### Stored rows ###

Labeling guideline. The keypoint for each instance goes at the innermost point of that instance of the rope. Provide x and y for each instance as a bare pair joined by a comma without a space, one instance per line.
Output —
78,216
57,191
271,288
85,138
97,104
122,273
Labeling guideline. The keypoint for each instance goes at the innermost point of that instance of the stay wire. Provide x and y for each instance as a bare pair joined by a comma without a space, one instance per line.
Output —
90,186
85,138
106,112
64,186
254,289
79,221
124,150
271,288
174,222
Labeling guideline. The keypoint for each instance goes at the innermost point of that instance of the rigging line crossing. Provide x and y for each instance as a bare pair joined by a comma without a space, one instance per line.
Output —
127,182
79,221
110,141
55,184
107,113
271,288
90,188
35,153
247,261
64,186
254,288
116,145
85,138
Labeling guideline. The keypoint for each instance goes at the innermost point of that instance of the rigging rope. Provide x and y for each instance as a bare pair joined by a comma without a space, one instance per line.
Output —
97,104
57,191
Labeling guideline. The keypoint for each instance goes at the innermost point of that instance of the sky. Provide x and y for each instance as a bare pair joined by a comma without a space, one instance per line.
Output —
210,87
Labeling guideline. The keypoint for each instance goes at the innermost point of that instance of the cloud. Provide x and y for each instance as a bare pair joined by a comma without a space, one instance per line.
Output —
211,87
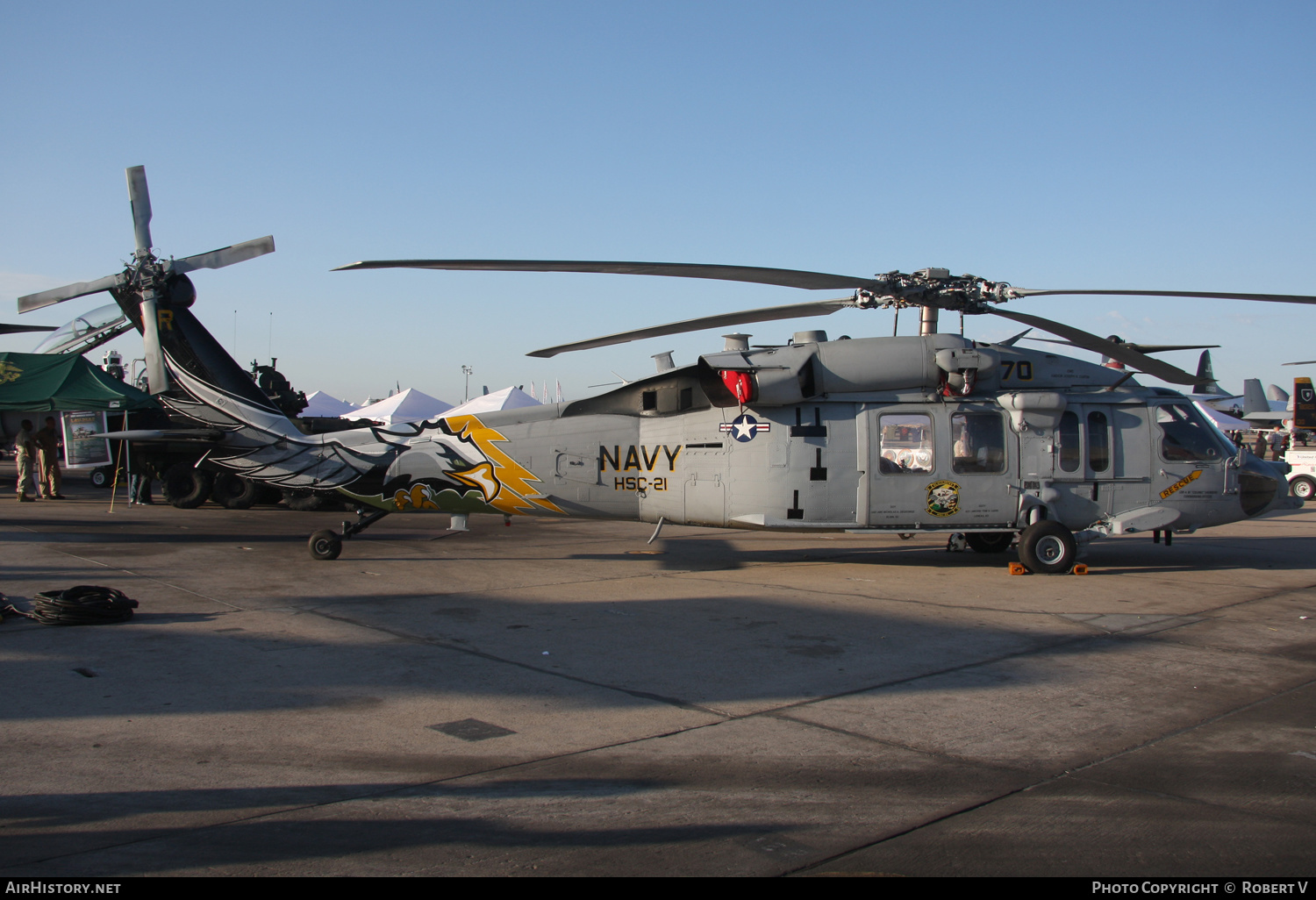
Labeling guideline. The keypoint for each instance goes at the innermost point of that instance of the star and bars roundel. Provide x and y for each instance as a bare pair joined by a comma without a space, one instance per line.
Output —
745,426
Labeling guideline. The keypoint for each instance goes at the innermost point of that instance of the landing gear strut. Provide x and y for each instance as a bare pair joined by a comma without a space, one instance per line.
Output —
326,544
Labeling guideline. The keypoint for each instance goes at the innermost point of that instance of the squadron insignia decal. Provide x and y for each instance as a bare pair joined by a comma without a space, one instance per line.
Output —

###

» Work instructions:
Rewrite the lines from the one holding "of the star" through the end of the listing, inclusive, replacing "innermost" with "outermost" and leaving everything else unchanged.

» Completed exercise:
Labeling guideline. The keypoint for each instance goes at the outermost point of that instance of the star and bars roundel. Provide x and y for each instance as a bare pair joined by a comma without a space, one instance per line.
Output —
745,426
Labeling guideline. The keypoint for each instance goes at the outermost point of that instance of the landing gear strut. Provide x and y for each instance as a bare pair joined by a comma without a space, one instance per line.
Output —
326,544
Labeling guideline. The keypoint for each instance goes at the outermost point of that instance of the squadron insignia decal. Provide x and y for each instance as a bare pair joined by a comma without a space, one instance per line.
Output —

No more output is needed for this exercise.